== Things to do ==
a: According to the piece on the milk price, by roughly how much does Rabobank expect milk supplies to climb this calendar year?
b: Continue the piece on the milk price, starting after its final sentence.

== Document section ==
Economic - Markets
All Eyes on the Milk Price
Within dairy specifically, all eyes are on the milk price into the coming months, with values falling slowly but steadily recently. This price pressure, coupled with still high cost of production, will mean that some dairy farmers might struggle to achieve profitability this year. Data shows that cows’ numbers began to contract in November and December, and if margins remain tight, Rabobank expects additional declines in the herd size.
Even if cow numbers contract, Rabobank still expects stronger milk supplies this year versus 2022, likely climbing around 1% during this calendar year. This additional volume, coupled with a return to stronger production in the EU as well, means that demand will need to keep pace to avoid further milk price declines.

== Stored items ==
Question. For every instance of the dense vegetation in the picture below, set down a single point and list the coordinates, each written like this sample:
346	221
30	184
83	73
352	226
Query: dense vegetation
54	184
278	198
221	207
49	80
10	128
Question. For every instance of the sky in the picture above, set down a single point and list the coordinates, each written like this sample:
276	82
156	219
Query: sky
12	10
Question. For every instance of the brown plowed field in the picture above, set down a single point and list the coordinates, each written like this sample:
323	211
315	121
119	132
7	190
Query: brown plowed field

== Responses to the tasks ==
a: Around 1%.

b:
China’s demand, or lack thereof, will be a key global price driver this year. Their demand slowdown throughout most of 2022 has been a key contributor to weaker milk prices in recent months. As China moves past its Covid-abatement policies that lasted longer than nearly any other country, it is expected that dairy demand will climb into the second half of this year. While China’s milk production is growing, it is still expected that buyers in the country will seek dairy products for key global regions, including the US, to meet anticipated demand. China stepping back into the market to buy would be a bullish driver and would increase milk prices, with Rabobank estimating this will happen by the second half of this year.
While dairy farmer margins might be tight in the near term, expected additional demand should provide some profitability in the back half of the year. A strong spring flush is expected though with some additional culling expected before milk prices improve by summer.